20.Febr.2014

NATURBEOBACHTER AUS DER REGION


Echte Gärtner hält nichts davon ab, jedes Jahr das Mistbeet einzurichten

Karl Josef Strank

Wer aufgrund einer Haussanierung Fenster gegen neue, besser isolierte und energetisch günstigere austauscht und dazu noch einen Garten hat, muss die ausrangierten, einfach verglasten Fensterrahmen nicht gleich auf den Müll schmeißen. Diese können trotz ihres veralteten technischen Standards als Abdeckung für Früh- und Mistbeete noch gute Dienste leisten. Derartiges Recycling war früher gang und gäbe, als Gemüse noch im eigenen Garten gezogen wurde und man darauf angewiesen war, die Pflänzchen frühzeitig auf dem Fensterbrett oder im Frühbeetkasten vorzuziehen. Mistbeete eignen sich auch zum Treiben von Frühgemüsen wie Salat, Kohlrabi, Radieschen, Gurken u.a.

In einem Ratgeber von Otto Brüders aus dem Jahr 1916 für Gartenbesitzer in der Stadt und auf dem Lande heißt es: „Möge das Mistbeet dem einen oder anderen Zwecke dienen, stets erfordert es Aufmerksamkeit und sorgfältige Behandlung, weswegen die Anlage eines solchen nur demjenigen Gartenbesitzer angeraten werden kann, der sich täglich mit wirklicher Lust und Liebe zur Sache an der Gartenarbeit betätigt. Ein gelegentliches Nachschauen genügt bei Mistbeeten nicht! Wem es an Zeit und Geduld für die richtige Behandlung eines Frühbeetes mangelt, der kaufe sich die ersten Setzlinge lieber bei einem Berufsgärtner und beschränke sich beim Anbau auf Freilandkulturen.

(Datensatzauszüge zum Zeigen auf Objekte)
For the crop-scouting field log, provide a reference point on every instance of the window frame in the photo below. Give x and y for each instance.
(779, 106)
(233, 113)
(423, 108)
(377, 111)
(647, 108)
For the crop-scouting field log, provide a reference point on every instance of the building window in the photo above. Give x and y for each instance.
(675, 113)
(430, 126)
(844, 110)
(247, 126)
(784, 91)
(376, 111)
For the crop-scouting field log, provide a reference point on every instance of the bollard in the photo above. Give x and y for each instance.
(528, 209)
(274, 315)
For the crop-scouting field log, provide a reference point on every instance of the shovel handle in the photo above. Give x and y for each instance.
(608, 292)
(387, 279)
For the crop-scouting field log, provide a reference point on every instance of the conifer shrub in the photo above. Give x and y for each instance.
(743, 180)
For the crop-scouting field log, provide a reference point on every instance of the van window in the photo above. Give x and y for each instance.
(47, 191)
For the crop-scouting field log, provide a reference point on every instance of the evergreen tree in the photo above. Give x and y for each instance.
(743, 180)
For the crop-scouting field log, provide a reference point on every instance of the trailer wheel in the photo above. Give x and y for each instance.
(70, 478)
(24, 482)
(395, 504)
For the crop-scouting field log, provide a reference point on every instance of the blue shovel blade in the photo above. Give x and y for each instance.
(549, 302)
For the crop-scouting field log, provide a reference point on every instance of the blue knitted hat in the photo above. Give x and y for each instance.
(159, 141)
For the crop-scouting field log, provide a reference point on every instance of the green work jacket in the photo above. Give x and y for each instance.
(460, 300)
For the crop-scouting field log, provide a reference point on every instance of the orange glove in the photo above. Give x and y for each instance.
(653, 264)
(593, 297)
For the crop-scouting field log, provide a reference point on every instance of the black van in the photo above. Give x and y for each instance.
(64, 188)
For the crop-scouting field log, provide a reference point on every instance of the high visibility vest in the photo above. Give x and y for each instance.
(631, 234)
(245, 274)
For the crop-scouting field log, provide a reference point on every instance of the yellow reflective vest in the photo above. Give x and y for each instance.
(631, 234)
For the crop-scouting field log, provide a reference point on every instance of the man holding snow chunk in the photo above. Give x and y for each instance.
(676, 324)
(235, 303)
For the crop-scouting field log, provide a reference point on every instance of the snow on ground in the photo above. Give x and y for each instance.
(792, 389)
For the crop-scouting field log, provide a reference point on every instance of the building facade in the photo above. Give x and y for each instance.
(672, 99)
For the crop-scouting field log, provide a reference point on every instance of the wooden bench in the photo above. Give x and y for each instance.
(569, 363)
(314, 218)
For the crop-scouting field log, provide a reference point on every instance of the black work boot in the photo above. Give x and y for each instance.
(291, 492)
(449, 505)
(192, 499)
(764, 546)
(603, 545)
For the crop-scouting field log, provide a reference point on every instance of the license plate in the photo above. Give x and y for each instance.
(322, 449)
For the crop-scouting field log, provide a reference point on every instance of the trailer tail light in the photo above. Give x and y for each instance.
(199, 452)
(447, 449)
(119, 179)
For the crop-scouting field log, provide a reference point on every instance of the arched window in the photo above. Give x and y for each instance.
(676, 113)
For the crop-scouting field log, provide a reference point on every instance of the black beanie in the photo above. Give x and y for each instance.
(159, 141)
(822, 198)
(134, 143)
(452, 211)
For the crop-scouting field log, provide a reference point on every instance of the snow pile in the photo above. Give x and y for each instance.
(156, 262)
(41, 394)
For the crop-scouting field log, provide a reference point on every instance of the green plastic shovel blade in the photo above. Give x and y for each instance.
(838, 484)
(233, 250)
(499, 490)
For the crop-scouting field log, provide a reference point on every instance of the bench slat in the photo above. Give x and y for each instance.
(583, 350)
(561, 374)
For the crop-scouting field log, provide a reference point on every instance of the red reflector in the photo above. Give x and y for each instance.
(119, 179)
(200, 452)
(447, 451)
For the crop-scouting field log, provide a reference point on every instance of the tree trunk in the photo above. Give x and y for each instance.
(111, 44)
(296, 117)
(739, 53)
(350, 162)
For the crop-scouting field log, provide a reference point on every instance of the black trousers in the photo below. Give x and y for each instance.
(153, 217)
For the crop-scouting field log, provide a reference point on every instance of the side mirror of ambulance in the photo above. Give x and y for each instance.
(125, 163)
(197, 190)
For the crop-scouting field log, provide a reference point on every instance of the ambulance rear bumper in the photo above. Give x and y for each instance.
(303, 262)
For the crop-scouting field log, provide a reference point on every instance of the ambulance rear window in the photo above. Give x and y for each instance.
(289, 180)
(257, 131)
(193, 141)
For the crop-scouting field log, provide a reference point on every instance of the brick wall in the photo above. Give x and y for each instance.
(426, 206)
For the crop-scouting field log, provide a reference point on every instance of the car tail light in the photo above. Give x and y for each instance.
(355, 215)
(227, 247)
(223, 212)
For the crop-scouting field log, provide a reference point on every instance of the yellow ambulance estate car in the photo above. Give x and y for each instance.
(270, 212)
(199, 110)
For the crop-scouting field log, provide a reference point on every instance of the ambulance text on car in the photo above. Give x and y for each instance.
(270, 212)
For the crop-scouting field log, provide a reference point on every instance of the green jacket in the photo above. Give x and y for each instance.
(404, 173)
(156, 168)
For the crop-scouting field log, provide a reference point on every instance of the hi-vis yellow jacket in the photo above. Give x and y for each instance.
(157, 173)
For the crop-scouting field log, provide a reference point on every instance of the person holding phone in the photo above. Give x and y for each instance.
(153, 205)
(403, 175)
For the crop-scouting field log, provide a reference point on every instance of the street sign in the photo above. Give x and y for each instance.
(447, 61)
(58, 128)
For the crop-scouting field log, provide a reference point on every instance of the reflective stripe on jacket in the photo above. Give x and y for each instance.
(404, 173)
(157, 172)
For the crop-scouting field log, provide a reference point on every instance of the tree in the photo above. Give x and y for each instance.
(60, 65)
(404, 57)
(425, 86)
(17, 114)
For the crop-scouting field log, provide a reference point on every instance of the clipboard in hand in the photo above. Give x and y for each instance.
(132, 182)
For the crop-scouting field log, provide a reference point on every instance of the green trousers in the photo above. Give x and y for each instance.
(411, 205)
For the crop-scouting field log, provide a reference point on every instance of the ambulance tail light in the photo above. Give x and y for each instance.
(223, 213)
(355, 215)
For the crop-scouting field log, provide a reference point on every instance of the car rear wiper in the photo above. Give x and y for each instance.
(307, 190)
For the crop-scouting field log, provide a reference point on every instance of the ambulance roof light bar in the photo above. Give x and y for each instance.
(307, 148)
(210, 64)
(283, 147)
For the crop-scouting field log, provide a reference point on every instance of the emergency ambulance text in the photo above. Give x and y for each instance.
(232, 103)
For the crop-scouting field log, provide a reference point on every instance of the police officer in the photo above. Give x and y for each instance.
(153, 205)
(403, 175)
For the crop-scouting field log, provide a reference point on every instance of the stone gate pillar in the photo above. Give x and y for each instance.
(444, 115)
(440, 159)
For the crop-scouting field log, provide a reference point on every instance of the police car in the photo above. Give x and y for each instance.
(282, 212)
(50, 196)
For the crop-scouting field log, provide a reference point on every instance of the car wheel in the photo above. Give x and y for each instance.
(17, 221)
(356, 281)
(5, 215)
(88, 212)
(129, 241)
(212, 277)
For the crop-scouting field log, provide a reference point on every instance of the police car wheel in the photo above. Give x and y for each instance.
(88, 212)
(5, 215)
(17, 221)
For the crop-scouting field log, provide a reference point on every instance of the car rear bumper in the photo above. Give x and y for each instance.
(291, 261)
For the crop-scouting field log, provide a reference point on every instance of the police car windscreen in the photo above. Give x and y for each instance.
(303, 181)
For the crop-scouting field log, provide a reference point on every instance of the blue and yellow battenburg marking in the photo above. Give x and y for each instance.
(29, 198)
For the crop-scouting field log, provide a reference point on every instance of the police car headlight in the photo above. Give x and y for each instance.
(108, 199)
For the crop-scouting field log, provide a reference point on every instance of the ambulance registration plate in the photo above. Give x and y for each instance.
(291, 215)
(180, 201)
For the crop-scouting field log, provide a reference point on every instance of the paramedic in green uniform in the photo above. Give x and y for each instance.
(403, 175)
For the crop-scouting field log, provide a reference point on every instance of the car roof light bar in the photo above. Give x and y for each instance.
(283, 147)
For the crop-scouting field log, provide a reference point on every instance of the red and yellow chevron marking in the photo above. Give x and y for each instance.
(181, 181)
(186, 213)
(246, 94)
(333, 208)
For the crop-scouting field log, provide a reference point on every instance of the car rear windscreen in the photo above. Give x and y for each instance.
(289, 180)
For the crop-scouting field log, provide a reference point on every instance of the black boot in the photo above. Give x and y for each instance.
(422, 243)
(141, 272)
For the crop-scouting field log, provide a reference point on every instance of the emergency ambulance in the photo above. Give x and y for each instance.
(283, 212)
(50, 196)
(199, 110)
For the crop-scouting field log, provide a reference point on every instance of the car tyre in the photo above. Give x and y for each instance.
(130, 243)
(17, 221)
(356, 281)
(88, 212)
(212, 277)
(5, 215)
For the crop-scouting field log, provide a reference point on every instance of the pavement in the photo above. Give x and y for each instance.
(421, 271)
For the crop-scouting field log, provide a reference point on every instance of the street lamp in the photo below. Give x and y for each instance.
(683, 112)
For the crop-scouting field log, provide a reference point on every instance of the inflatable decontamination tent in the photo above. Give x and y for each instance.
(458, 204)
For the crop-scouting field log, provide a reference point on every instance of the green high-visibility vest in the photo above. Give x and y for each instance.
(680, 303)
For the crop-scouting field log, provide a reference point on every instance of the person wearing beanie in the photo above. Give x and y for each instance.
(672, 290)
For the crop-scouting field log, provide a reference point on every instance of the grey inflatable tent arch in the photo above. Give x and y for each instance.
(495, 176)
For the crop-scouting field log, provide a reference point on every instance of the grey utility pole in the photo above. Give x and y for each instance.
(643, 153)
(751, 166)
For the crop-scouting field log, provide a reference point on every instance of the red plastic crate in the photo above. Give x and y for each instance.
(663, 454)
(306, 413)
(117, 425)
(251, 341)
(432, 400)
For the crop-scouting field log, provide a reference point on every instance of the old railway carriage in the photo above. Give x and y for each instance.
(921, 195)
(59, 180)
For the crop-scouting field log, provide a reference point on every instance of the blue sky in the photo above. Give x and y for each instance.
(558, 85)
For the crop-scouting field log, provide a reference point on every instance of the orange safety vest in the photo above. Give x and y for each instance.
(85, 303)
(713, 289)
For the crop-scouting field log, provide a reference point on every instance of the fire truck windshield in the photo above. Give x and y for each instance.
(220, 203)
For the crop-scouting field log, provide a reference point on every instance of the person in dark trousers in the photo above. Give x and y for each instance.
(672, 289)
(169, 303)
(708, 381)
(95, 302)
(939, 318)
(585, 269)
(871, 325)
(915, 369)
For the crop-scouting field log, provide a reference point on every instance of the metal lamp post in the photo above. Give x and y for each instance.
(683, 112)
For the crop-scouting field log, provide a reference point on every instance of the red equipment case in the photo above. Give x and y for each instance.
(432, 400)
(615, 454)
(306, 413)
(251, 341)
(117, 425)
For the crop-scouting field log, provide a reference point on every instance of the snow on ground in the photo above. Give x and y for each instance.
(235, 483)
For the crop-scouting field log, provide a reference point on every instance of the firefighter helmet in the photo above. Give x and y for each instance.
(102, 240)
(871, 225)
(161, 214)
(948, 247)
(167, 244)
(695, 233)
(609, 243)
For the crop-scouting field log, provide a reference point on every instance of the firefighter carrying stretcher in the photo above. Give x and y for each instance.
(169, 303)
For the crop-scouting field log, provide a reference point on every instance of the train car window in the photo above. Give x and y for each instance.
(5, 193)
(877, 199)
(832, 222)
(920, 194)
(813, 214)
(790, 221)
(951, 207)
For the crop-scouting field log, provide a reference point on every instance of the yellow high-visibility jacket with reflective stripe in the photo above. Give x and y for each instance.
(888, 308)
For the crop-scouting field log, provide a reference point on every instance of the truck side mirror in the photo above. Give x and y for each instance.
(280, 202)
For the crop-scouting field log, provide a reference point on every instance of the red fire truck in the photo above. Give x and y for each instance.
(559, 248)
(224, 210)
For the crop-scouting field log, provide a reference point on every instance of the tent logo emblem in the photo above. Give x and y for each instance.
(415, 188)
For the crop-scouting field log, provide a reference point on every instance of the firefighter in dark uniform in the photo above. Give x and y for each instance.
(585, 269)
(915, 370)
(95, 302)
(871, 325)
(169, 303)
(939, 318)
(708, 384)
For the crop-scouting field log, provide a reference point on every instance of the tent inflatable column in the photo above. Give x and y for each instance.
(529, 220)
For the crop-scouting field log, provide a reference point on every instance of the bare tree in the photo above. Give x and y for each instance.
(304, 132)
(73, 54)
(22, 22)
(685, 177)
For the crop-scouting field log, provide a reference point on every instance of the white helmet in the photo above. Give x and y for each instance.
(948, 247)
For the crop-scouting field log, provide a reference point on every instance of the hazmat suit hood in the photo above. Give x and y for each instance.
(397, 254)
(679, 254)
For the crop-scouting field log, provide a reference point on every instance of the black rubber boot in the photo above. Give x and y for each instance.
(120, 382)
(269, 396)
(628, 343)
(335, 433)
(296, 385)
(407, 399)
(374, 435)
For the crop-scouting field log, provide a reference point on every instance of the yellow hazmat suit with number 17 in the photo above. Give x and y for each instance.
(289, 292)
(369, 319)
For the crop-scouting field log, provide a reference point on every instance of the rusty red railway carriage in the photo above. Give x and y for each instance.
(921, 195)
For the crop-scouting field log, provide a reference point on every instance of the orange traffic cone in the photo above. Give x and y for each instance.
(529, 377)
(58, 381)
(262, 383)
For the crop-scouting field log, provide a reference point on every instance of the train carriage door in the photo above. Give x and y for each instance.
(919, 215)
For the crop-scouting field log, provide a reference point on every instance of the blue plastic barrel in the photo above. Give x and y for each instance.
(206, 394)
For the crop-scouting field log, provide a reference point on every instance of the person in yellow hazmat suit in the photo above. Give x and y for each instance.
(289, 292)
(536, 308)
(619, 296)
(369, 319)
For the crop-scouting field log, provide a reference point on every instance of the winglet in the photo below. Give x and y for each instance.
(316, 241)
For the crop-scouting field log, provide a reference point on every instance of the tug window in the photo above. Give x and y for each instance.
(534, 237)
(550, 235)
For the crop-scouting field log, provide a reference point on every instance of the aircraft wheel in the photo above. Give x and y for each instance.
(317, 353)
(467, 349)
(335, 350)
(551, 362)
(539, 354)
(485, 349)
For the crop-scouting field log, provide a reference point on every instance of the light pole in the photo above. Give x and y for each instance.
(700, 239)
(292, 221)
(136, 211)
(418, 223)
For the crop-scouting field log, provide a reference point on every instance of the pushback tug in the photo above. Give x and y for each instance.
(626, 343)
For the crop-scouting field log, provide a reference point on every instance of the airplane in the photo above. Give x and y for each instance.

■ Zu bearbeitende Aufgaben
1. Nenne alle Frühgemüse, die der Artikel über Mistbeete ausdrücklich als geeignet zum Treiben im Mistbeet aufführt.
2. Aus welchem Jahr stammt laut dem Artikel über Mistbeete der Ratgeber von Otto Brüders?

■ Gegebene Antworten
1. Salat, Kohlrabi, Radieschen, Gurken

2. Der Ratgeber stammt aus dem Jahr 1916.